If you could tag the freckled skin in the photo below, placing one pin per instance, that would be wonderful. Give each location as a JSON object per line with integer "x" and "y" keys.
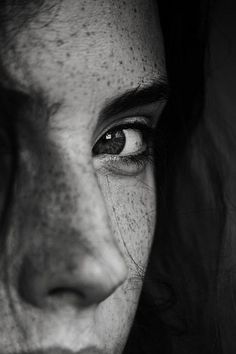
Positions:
{"x": 71, "y": 224}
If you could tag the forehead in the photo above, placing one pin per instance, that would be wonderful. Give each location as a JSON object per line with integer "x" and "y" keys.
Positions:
{"x": 71, "y": 49}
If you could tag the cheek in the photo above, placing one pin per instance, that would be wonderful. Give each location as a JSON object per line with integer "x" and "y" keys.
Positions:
{"x": 131, "y": 205}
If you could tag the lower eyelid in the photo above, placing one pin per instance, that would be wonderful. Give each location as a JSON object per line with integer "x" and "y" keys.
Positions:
{"x": 123, "y": 165}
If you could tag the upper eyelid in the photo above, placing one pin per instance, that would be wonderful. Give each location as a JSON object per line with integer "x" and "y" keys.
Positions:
{"x": 142, "y": 120}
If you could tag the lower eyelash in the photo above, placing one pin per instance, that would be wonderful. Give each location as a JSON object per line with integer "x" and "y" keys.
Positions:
{"x": 139, "y": 159}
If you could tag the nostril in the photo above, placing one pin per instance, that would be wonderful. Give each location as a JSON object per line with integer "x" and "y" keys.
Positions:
{"x": 80, "y": 281}
{"x": 66, "y": 295}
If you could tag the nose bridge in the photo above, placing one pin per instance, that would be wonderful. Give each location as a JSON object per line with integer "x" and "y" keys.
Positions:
{"x": 73, "y": 250}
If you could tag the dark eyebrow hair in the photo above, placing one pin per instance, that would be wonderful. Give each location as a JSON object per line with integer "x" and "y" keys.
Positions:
{"x": 158, "y": 90}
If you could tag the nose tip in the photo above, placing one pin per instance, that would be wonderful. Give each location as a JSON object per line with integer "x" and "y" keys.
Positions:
{"x": 84, "y": 281}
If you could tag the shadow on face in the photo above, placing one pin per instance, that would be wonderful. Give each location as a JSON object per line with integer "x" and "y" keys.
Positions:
{"x": 85, "y": 83}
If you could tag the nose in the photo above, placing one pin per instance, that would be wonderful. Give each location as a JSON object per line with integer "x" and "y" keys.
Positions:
{"x": 81, "y": 278}
{"x": 70, "y": 255}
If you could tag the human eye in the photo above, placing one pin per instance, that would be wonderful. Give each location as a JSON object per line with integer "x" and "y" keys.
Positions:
{"x": 124, "y": 148}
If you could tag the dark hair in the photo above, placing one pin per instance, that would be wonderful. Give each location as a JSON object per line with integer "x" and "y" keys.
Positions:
{"x": 169, "y": 318}
{"x": 165, "y": 312}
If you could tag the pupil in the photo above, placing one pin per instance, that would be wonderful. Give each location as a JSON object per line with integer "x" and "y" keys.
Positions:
{"x": 113, "y": 142}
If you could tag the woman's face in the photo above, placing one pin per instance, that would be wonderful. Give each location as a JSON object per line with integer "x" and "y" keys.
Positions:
{"x": 88, "y": 81}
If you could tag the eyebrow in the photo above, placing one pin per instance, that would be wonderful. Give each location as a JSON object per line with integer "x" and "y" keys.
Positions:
{"x": 157, "y": 91}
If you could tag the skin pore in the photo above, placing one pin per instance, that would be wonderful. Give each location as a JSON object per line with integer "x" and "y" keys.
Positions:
{"x": 87, "y": 78}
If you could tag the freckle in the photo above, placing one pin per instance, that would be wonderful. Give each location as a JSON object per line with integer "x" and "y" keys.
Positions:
{"x": 60, "y": 42}
{"x": 59, "y": 62}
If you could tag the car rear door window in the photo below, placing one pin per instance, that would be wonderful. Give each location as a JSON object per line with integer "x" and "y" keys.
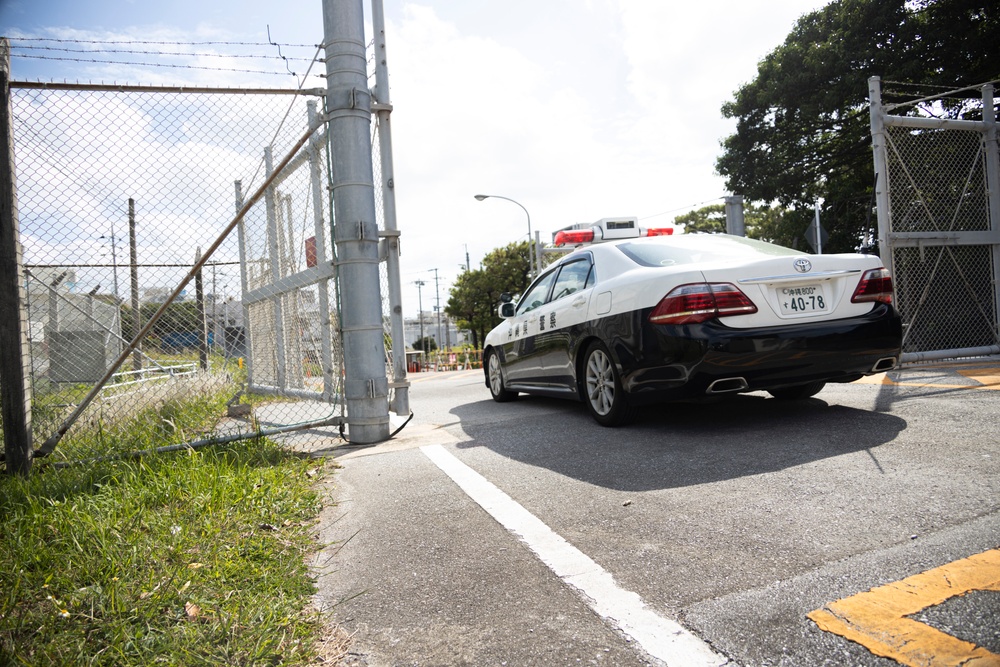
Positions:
{"x": 538, "y": 295}
{"x": 572, "y": 278}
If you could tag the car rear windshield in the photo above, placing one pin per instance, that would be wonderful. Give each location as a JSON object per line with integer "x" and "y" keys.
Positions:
{"x": 697, "y": 248}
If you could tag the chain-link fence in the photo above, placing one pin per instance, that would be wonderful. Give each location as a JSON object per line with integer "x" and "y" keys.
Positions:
{"x": 939, "y": 217}
{"x": 121, "y": 192}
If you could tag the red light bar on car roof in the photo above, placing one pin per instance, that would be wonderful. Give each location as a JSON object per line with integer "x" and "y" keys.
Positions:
{"x": 573, "y": 237}
{"x": 581, "y": 236}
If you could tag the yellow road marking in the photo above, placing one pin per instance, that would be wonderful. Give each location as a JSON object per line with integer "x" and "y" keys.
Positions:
{"x": 878, "y": 619}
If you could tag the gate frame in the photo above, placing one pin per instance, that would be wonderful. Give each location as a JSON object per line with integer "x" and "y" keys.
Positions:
{"x": 889, "y": 240}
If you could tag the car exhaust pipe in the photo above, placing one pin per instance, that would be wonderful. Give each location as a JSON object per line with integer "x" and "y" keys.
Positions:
{"x": 727, "y": 385}
{"x": 884, "y": 364}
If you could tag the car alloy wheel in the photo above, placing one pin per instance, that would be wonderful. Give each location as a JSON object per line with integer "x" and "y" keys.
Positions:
{"x": 499, "y": 392}
{"x": 604, "y": 396}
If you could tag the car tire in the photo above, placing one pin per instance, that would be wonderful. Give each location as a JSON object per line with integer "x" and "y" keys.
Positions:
{"x": 494, "y": 374}
{"x": 602, "y": 388}
{"x": 798, "y": 391}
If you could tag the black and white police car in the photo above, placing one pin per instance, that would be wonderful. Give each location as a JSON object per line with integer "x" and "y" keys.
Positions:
{"x": 634, "y": 321}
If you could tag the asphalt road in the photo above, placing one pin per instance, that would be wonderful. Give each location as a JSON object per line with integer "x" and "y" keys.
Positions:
{"x": 722, "y": 533}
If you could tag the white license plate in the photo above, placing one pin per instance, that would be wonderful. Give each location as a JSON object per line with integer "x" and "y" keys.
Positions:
{"x": 803, "y": 299}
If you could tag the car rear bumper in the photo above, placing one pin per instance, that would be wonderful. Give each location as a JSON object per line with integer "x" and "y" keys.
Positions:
{"x": 688, "y": 361}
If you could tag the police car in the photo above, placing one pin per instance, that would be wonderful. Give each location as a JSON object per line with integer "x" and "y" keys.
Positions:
{"x": 635, "y": 317}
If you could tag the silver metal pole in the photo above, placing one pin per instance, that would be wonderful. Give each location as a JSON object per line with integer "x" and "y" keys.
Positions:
{"x": 881, "y": 170}
{"x": 244, "y": 286}
{"x": 818, "y": 229}
{"x": 532, "y": 265}
{"x": 355, "y": 231}
{"x": 734, "y": 216}
{"x": 326, "y": 335}
{"x": 993, "y": 188}
{"x": 383, "y": 109}
{"x": 274, "y": 250}
{"x": 133, "y": 261}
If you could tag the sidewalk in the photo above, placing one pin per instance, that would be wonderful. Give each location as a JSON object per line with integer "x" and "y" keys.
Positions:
{"x": 420, "y": 575}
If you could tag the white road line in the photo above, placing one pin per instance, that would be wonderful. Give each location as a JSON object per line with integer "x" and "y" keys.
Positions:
{"x": 660, "y": 637}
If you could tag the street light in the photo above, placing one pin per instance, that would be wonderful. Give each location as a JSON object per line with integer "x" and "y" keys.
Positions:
{"x": 531, "y": 252}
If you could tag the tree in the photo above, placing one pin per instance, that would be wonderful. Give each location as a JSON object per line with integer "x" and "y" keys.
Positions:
{"x": 767, "y": 223}
{"x": 474, "y": 296}
{"x": 802, "y": 130}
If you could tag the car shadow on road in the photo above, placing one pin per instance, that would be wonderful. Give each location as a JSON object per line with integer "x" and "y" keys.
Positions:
{"x": 678, "y": 445}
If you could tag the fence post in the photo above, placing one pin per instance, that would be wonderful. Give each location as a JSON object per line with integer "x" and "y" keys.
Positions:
{"x": 881, "y": 170}
{"x": 15, "y": 359}
{"x": 247, "y": 355}
{"x": 274, "y": 251}
{"x": 199, "y": 298}
{"x": 993, "y": 190}
{"x": 383, "y": 109}
{"x": 316, "y": 183}
{"x": 355, "y": 231}
{"x": 134, "y": 285}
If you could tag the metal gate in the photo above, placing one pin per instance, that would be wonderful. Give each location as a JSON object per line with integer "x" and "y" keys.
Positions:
{"x": 938, "y": 205}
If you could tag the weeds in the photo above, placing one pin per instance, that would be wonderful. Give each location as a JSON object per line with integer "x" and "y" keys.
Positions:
{"x": 194, "y": 558}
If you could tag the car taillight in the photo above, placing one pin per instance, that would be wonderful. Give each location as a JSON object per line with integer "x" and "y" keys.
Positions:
{"x": 875, "y": 285}
{"x": 573, "y": 237}
{"x": 698, "y": 302}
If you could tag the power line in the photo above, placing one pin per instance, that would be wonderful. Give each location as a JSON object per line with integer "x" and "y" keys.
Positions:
{"x": 137, "y": 41}
{"x": 160, "y": 53}
{"x": 145, "y": 64}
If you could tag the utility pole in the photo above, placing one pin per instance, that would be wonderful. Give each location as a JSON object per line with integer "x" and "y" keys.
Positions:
{"x": 437, "y": 300}
{"x": 355, "y": 232}
{"x": 420, "y": 315}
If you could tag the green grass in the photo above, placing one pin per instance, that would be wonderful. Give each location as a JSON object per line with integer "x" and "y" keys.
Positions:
{"x": 192, "y": 558}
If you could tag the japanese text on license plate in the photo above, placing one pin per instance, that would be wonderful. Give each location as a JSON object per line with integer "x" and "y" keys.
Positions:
{"x": 801, "y": 299}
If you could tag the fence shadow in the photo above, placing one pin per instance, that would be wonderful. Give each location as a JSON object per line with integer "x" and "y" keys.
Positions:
{"x": 677, "y": 445}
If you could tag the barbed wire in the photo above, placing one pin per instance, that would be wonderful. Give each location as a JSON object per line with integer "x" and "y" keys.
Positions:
{"x": 139, "y": 41}
{"x": 160, "y": 53}
{"x": 147, "y": 64}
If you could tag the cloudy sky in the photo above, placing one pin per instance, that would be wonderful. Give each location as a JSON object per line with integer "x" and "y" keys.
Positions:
{"x": 576, "y": 109}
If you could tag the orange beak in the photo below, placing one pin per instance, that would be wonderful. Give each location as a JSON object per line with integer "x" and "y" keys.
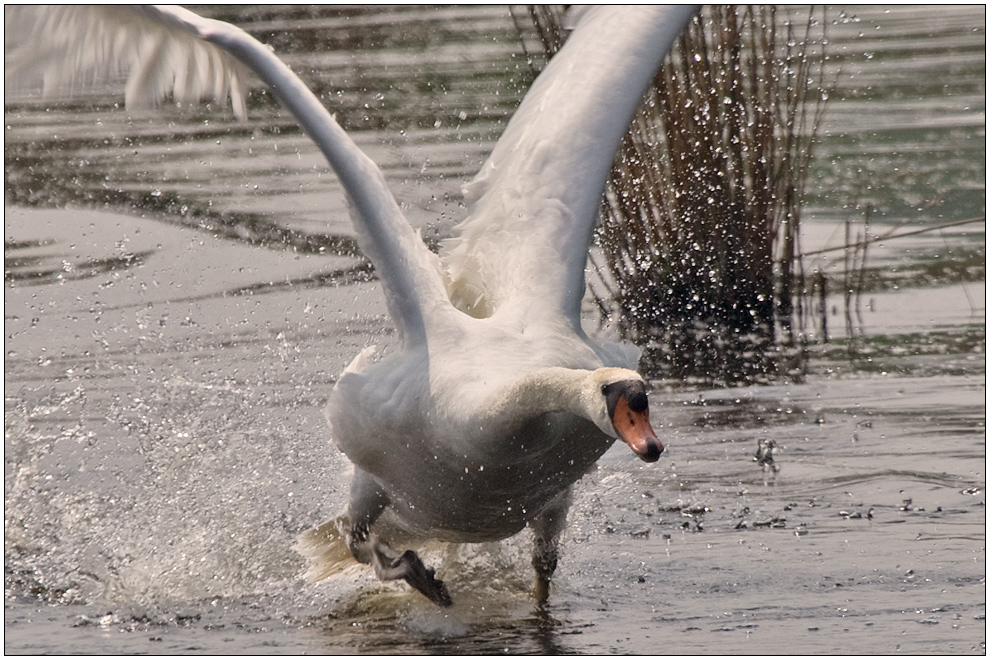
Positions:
{"x": 635, "y": 430}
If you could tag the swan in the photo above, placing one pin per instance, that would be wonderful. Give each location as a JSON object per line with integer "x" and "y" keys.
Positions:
{"x": 496, "y": 401}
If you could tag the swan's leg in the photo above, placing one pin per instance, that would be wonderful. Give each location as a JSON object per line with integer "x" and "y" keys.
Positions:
{"x": 368, "y": 500}
{"x": 547, "y": 528}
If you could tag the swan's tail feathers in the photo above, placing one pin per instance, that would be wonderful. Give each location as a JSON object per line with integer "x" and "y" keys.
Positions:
{"x": 326, "y": 549}
{"x": 65, "y": 47}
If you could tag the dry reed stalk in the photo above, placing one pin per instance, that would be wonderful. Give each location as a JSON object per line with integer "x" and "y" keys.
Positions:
{"x": 699, "y": 228}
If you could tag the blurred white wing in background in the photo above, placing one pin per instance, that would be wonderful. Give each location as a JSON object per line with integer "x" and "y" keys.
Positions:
{"x": 66, "y": 47}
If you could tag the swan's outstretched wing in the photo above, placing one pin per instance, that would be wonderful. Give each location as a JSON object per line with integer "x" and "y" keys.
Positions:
{"x": 66, "y": 46}
{"x": 410, "y": 273}
{"x": 523, "y": 248}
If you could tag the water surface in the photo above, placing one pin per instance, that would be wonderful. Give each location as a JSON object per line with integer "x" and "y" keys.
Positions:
{"x": 183, "y": 293}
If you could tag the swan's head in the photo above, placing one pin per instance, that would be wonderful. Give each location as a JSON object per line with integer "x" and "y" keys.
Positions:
{"x": 625, "y": 411}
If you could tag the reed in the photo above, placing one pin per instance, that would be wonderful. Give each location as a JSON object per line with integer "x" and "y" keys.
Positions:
{"x": 698, "y": 243}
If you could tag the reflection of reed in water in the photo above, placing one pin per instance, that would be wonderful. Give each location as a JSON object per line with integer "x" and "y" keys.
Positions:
{"x": 699, "y": 230}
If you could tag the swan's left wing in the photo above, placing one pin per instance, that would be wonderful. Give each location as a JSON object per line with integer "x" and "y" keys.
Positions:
{"x": 522, "y": 250}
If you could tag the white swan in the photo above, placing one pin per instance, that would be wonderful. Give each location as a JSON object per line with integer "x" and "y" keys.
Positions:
{"x": 496, "y": 401}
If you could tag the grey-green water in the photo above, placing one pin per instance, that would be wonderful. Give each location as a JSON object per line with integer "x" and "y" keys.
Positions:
{"x": 164, "y": 375}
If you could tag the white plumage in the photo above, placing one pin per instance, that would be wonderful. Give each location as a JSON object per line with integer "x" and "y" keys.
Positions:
{"x": 496, "y": 401}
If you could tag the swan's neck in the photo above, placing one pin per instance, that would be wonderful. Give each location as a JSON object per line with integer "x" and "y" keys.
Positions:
{"x": 553, "y": 389}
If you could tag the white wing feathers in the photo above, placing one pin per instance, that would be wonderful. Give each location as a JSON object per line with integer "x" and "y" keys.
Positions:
{"x": 523, "y": 249}
{"x": 68, "y": 46}
{"x": 172, "y": 50}
{"x": 521, "y": 252}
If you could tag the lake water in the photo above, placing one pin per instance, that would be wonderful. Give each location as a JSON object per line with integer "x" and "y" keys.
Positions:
{"x": 179, "y": 298}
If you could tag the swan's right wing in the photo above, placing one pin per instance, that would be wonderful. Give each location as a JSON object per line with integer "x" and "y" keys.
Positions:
{"x": 65, "y": 46}
{"x": 90, "y": 39}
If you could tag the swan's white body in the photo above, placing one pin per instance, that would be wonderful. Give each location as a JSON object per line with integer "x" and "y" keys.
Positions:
{"x": 494, "y": 404}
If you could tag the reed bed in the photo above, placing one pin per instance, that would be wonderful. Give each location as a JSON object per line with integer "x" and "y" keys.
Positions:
{"x": 697, "y": 255}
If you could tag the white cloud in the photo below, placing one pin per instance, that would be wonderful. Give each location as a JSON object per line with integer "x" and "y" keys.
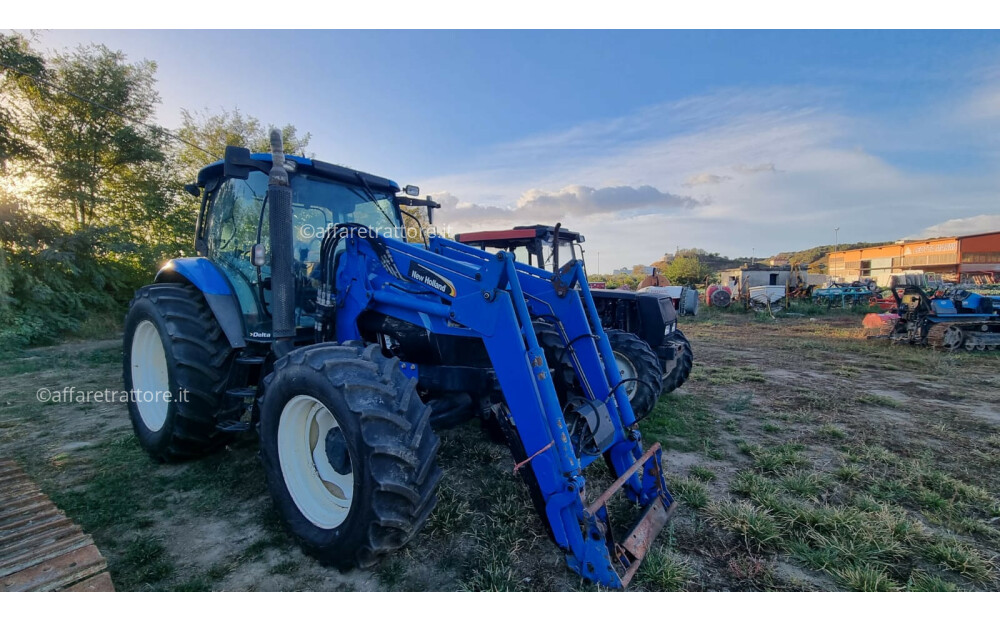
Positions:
{"x": 706, "y": 178}
{"x": 794, "y": 171}
{"x": 580, "y": 201}
{"x": 961, "y": 226}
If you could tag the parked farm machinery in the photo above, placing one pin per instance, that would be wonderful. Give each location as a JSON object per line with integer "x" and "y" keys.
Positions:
{"x": 653, "y": 355}
{"x": 843, "y": 295}
{"x": 948, "y": 321}
{"x": 307, "y": 317}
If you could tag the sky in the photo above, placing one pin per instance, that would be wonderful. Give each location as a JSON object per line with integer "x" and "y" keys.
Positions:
{"x": 745, "y": 143}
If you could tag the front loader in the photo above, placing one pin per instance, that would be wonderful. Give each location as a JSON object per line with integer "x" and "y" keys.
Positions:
{"x": 308, "y": 317}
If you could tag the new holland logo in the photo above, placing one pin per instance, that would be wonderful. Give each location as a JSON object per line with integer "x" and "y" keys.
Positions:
{"x": 436, "y": 281}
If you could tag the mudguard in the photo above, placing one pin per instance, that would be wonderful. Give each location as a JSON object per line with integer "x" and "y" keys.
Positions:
{"x": 209, "y": 279}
==================================================
• [Written exercise]
Send back exactly the lines from the line with "If you could tag the front" through the end of the records.

• [Correct output]
If you could tag the front loader in the photo above, placing one pin per instance, that would be wonderful. Give each location as a JSON object per line with integer "x" and "y" keys.
Positions:
{"x": 308, "y": 317}
If you could tag the new holland logo in the photo above, placing one pin per instance, that would be wonderful. Give each location as a JSON object per line with integer "x" and "y" keys.
Positions:
{"x": 436, "y": 281}
If you could tag the mudguard in the photo above, placing one pin per instance, that would be wonderful. Give each location as a JSON object per line with integer "x" and "y" keys.
Positions:
{"x": 209, "y": 279}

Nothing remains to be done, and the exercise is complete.